• _REQUIREMENT_
Reproduce word for word the passage of the pandas bug report below, from "Since there is" up to and including "thing to do.".

• _PASSAGE FOR REVIEW_
Description
-
I have checked that this issue has not already been reported.
-
I have confirmed this bug exists on the latest version of pandas.
-
(optional) I have confirmed this bug exists on the master branch of pandas.
Problem description
Currently, to map the Pandas data type to a SQLAlchemy type: https://github.com/pandas-dev/pandas/blob/master/pandas/io/sql.py#L1066-L1069, the code reads:
elif col_type == "integer":
if col.dtype == "int32":
return Integer
else:
return BigInteger
This means integers of a capacity less than 32-bit are written to the database as if they were 64-bit. An example where one might get smaller integers is through the use of pd.to_numeric and downcast=True
.
Since there is already a check for the col_type == "integer"
, I think switching the col.dtype
check to this could be a possible fix:
elif col_type == "integer":
if col.dtype == "int64":
return BigInteger
else:
return Integer
But I'm not sure how to get started with an official PR or if this is a sane thing to do.

• _GIVEN ENTRIES_
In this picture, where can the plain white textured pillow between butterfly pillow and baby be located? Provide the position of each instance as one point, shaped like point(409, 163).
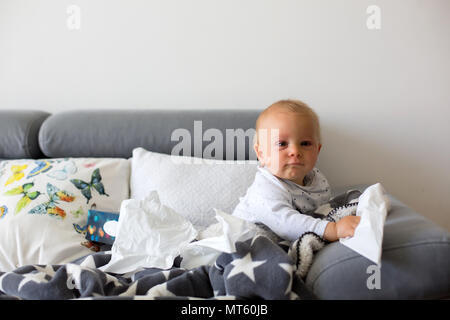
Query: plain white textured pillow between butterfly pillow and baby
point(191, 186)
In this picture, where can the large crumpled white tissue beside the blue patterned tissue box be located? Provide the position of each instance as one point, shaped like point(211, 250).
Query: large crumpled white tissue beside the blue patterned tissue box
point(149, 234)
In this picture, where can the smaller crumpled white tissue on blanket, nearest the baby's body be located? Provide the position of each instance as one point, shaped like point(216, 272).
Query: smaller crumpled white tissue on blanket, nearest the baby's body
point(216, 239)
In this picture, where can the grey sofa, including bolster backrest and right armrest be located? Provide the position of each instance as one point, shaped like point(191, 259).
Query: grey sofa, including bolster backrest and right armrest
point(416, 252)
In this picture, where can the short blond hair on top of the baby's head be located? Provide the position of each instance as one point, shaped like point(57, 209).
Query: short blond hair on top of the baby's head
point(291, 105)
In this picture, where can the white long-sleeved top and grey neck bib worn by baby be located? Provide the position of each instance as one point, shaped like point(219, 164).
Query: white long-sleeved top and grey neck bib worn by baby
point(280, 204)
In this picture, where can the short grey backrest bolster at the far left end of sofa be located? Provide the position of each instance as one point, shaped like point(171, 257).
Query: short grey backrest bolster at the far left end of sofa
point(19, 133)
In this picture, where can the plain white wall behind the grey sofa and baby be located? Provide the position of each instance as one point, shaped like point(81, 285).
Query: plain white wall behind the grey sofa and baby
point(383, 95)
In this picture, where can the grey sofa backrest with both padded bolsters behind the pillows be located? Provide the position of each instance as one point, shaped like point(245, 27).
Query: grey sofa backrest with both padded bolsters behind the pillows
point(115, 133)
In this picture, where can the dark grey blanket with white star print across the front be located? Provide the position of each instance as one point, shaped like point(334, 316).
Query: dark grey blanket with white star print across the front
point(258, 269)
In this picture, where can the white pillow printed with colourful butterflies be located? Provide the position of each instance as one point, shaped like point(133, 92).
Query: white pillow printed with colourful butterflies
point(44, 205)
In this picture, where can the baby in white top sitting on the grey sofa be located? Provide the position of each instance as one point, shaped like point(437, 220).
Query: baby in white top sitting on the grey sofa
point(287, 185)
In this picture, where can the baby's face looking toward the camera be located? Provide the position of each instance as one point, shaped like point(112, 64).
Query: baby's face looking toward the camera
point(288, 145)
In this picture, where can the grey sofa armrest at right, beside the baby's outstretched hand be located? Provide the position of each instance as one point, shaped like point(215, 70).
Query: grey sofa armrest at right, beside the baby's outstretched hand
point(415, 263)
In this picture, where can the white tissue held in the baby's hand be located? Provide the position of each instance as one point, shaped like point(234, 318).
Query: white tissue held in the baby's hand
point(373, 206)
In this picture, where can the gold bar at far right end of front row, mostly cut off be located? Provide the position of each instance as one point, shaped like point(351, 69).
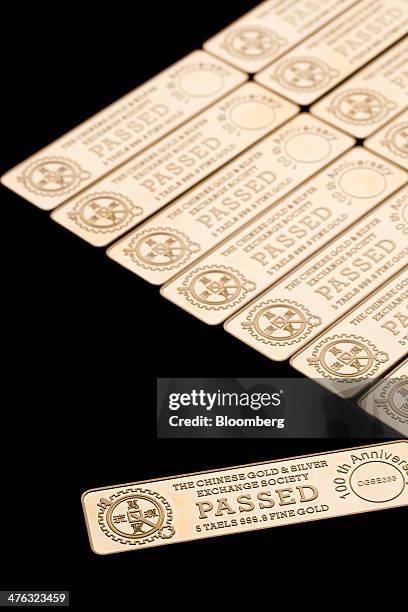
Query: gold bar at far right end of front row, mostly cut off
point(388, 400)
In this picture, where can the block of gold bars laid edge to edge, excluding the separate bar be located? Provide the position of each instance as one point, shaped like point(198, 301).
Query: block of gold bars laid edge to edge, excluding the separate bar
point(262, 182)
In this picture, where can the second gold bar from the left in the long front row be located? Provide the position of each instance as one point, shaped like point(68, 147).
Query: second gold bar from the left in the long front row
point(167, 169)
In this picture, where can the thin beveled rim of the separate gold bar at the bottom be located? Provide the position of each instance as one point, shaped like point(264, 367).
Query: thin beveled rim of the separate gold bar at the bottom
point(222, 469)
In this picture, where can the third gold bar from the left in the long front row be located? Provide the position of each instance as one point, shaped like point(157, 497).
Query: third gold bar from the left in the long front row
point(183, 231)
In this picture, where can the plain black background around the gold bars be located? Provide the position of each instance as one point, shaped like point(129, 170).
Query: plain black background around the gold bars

• _COMPLETED TASK_
Since there is already a check for the col_type == "integer"
, I think switching the col.dtype
check to this could be a possible fix:
elif col_type == "integer":
if col.dtype == "int64":
return BigInteger
else:
return Integer
But I'm not sure how to get started with an official PR or if this is a sane thing to do.